• **Extract to read**
◇ ◇ ◇ ◇ ◇ ◇ ◇
Hey guys apologies I missed this, but the 400 million to 500 million have disposed for '19, kind of what do you think the timing is or how do you guys have a kind of layered into guidance?

Lara Johnson

Analyst

We'll roll those throughout the year. This is Lara Johnson, by the way Craig and we have a heavy weight scheduled for the fourth quarter, as I mentioned with our Dow Chemical property, a candidate for the fourth quarter, but for the remainder of the pipeline of dispositions, we expect to complete those - we've already completed one and will continue to roll those throughout the year.

Craig Mailman

Analyst

That's helpful. And then just on the dividend reset here. I mean, how much cushion does that give you guys to continue to sell maybe into 2020 without running into too many issues as you guys kind of recycle out of maybe some higher cap rate assets into some lower cap rate industrial kind of how does that balancing act kind of look here?

Wilson Eglin

Analyst

We can absorb all the dilution from all sales associated with repositioning the portfolio and still have ample coverage.

Craig Mailman

Analyst

Okay. That's it for me. Thanks, guys.

Wilson Eglin

Analyst

Thank you.

Operator

Operator

Our next question comes from John Guinee of Stifel. Please go ahead.

John Guinee

Analyst

Great, hey Pat, nice quarter by the way. Give us a little more color on guidance. Does '21, '20, '19, '18 sound right, quarter by quarter or do you think this is trending the other way?

Patrick Carroll

Analyst

Guidance is from - we don't give quarterly guidance and it's all dependent upon the timing of sales and how we roll those out. We've never given quarterly guidance. I don't expect any real spikes, but that's not what we - we don't give that John.

John Guinee

Analyst

Great, thank you.

Operator

Operator

Our next question comes from Jon Petersen of Jefferies. Please go ahead.

Jon Petersen

Analyst

Great, thanks. So on the 2019 dispositions, I think Lara said you guys expect cap rates to be a little bit lower in 2019 versus 2018, I think the Dow Chemical sale is probably what's driving that down. So I don't know if you guys can help us kind of break out what the cap rates might look like with and without the Dow Chemical building and maybe just some framework around what sort of cap rate are you thinking to get on the Dow Chemical building?

Lara Johnson

Analyst

Sure. So we don't want to give guidance on where we think Dow will trade because we don't want to impact the marketing efforts there. But we do think and of course, this depends on the timing and composition, the sales we ultimately complete, but we do think that we will be in line or better than 2018 both with and without Dow.

Jon Petersen

Analyst

Okay, so do we should be expecting, I guess the answer is we should be expecting higher cap rates over the next three quarters and then a low cap rate disposition by the way to think about it.

Wilson Eglin

Analyst

Yes, that's correct.

Jon Petersen

Analyst

And then Pat, on the G&A, you're talking about it trending lower throughout 2019, I guess if we think longer term, by the time you get to the fourth quarter is that kind of a run rate into 2020? And does that imply, there's probably a little bit more downside into 2020 and then we hit a floor or is 2019 the floor in G&A?

Patrick Carroll

Analyst

Well, I mean, there's always cost of living and professional fees always go up, but I wouldn't say it's a floor but it might be a plateau and with a slight increase, but I think it's - I think it should be indicative of going forward. I mean, when you transition into a more industrial, it just takes - it's a less costly way to operate the business.

Jon Petersen

Analyst

Right. Okay. Thank you very much.

Operator

Operator

This concludes the question-and-answer session. I would like to turn the conference back over to Will Eglin for any closing remarks.

Wilson Eglin

Analyst

Thanks, operator. We appreciate everyone joining us this morning. Please visit our website or contact Heather Gentry if you would like to receive our quarterly materials. And in addition, as always, you may contact me or the other members of senior management with any questions. Thanks again and have a great day.

Operator

Operator

The conference has now concluded. Thank you for attending today's presentation. You may now disconnect.
◇ ◇ ◇ ◇ ◇ ◇ ◇
Image point grounding data:
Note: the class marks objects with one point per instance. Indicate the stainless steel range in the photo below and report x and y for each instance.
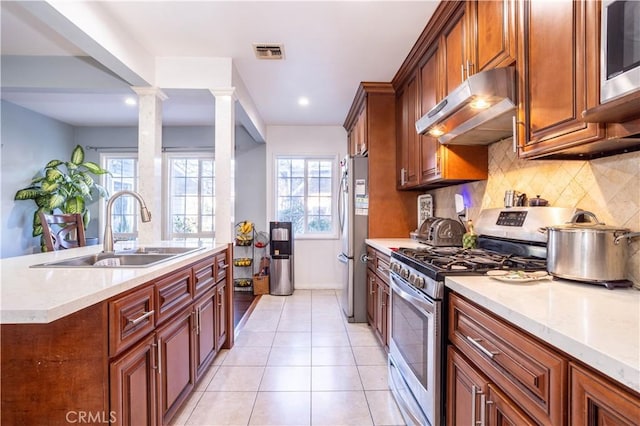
(509, 238)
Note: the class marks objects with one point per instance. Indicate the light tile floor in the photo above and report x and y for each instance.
(296, 361)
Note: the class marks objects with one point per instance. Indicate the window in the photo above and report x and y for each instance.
(191, 197)
(124, 176)
(305, 194)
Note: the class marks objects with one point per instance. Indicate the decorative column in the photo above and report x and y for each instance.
(224, 159)
(150, 160)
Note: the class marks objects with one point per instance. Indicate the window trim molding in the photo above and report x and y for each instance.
(335, 169)
(166, 187)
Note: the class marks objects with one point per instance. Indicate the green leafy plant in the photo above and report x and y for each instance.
(64, 186)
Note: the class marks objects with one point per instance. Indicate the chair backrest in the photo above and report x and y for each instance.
(60, 229)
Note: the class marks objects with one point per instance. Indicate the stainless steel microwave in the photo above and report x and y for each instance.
(620, 48)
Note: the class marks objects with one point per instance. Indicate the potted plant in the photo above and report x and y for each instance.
(64, 186)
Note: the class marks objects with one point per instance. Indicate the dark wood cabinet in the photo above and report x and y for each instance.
(408, 140)
(133, 385)
(374, 112)
(492, 34)
(558, 77)
(222, 315)
(205, 316)
(378, 294)
(597, 401)
(475, 400)
(533, 375)
(176, 375)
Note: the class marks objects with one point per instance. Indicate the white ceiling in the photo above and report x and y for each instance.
(330, 47)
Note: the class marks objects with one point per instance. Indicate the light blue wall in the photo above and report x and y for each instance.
(29, 141)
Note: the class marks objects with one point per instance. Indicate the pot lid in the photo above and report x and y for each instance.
(594, 225)
(588, 227)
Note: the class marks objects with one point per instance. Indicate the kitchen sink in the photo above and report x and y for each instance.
(137, 258)
(159, 250)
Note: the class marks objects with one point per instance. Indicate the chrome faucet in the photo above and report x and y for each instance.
(145, 215)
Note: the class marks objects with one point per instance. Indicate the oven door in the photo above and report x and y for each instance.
(414, 354)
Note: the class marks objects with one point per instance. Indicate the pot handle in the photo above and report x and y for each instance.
(628, 236)
(585, 213)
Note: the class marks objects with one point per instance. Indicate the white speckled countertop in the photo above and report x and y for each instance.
(42, 295)
(597, 326)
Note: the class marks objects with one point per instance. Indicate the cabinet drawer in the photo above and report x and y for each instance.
(204, 276)
(382, 266)
(532, 374)
(221, 266)
(173, 293)
(131, 317)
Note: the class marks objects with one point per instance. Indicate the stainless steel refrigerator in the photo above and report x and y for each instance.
(353, 213)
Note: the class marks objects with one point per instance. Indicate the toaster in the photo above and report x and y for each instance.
(440, 232)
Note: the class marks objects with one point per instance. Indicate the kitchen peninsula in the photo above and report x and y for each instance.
(124, 345)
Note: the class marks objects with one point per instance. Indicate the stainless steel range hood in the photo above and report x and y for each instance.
(478, 112)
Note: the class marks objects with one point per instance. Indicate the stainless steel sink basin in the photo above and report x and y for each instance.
(160, 250)
(106, 260)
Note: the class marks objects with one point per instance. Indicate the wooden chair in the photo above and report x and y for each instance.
(59, 229)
◇ ◇ ◇ ◇ ◇ ◇ ◇
• **Exercise brief**
Answer these questions from the call transcript:
1. Which property is named as the candidate for a fourth-quarter sale?
2. Of which firm is John Guinee said to be?
3. Whom may listeners contact to receive the quarterly materials?
Answer using only the text above.

• **Exercise response**
1. The Dow Chemical property
2. Stifel
3. Heather Gentry